**Things to do**:
a – In the excerpt on charcoal toothpaste, what concentration of hydrogen peroxide can an in-office professional teeth whitening use?
b – Besides some whitening toothpastes, which products does the excerpt on charcoal toothpaste name as containing hydrogen and carbamide peroxides?
c – Write the next part of the excerpt on charcoal toothpaste, picking up after its final line.

--- Excerpt ---

Moreover, instead of whitening your teeth, charcoal toothpastes might end up doing the opposite. For one, they may do so by wearing the enamel and exposing the yellowish dentin underneath.

Additionally, they may do so by causing wear of the tooth’s surface. As noted in a 2023 study in the International Journal of Dentistry, rough surfaces are more likely to retain “plaque, stains, and food debris” in addition to causing other problems.

So, your teeth can end up in a worsened state instead, which is why if you are thinking about using charcoal toothpaste, it’s best to talk to your dentist first.

What Can You Do To Whiten Your Teeth?

Instead of turning to charcoal toothpastes, there are other ways in which you can whiten your teeth. Chemical agents like hydrogen and carbamide peroxides are considered particularly effective in this regard.

While they can be found in some whitening toothpastes, they’re also in whitening pens, strips, trays, etc. However, their low concentration can be an issue if your teeth are particularly stained.

In that case, you can consider an in-office professional teeth whitening, which can use hydrogen peroxide of up to 40% concentration to give more dramatic as well as immediate results.

Your dentist can advise you on what will best meet your needs depending on the condition of your teeth and the kind of results you’re looking to achieve.


At present, the evidence on charcoal toothpastes is not so promising. If anything, there are researches that have shown them to be no different than toothpastes that don’t have any charcoal in them. But because of their abrasive nature, they may still have the potential to cause permanent damage to your teeth or even gums, which is why you should be careful.

If you have discoloured, stained teeth, it’s best to get in touch with an experienced and board-certified dentist for a proper assessment. They’ll create an effective treatment plan for you based on your needs.

Reviewed and approved by Dr Izbel Aksit


How often should you use charcoal toothpaste?

--- Dataset extract ---

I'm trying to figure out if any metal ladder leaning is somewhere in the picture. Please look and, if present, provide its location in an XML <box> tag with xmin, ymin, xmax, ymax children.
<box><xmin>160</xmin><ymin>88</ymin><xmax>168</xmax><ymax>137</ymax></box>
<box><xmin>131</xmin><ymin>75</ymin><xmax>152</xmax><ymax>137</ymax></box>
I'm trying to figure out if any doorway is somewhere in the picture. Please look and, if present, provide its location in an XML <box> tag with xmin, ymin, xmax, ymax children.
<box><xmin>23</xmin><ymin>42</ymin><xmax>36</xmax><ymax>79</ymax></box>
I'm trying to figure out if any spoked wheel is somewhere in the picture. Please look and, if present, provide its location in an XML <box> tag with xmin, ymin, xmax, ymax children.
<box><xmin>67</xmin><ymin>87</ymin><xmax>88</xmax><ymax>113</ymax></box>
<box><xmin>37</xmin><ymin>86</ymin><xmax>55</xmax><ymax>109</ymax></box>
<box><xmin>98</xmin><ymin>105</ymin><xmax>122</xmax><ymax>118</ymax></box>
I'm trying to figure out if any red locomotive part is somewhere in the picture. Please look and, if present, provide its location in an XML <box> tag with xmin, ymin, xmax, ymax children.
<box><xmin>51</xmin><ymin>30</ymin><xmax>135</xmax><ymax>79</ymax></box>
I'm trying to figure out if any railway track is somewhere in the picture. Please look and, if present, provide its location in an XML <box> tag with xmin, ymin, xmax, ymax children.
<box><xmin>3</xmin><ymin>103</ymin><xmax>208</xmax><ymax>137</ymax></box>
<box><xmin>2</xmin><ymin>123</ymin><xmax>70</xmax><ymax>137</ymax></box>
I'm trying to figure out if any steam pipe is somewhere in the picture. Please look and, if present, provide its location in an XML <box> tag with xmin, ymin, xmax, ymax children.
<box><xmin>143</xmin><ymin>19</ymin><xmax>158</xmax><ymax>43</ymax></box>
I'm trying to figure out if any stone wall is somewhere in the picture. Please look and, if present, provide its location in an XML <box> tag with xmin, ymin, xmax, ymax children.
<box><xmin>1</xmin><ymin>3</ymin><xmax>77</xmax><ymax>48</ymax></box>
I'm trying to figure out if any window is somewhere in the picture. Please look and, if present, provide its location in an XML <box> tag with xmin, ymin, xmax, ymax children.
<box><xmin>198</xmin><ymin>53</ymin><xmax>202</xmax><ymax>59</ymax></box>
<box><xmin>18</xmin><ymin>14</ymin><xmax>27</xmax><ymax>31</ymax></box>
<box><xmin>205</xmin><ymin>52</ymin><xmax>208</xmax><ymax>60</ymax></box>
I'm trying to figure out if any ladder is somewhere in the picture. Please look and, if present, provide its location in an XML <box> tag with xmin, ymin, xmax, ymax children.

---

**Outputs for the tasks**:
a – Up to 40%.

b – Whitening pens, strips, and trays.

c –
While charcoal toothpaste may potentially make the teeth appear cleaner/whiter because of its abrasive nature, it might not be recommended for daily use. Verywell Health notes that there is no “standard recommendation,” but it might be best to only use it “occasionally.” In any case, it’s important that you further consult your dentist about it.

Can you leave charcoal on teeth overnight?

There are concerns regarding the safety of charcoal toothpastes, so it’s best to consult your dentist if you’re considering using them. Keep in mind that charcoal toothpastes are believed to work because of their abrasive nature, and they might not “suck” the stains out, so leaving it on your teeth might not have any whitening effect. Charcoal toothpaste’s dark hue may also create the illusion of whiter teeth upon rinsing, which is again not the same as actual whitening. However, to reiterate, you must ask your dentist.

How long does it take for charcoal toothpastes to whiten teeth?

The manufacturers of certain charcoal toothpastes claim that they might get rid of the surface stains on your teeth after 2 weeks of use. However, there’s no saying that you’ll see actual results. A 2021 study in Clinical Oral Investigations found that after 12 weeks of using charcoal-based whitening toothpastes and regular fluoridated toothpaste, the effects on the enamel were similar.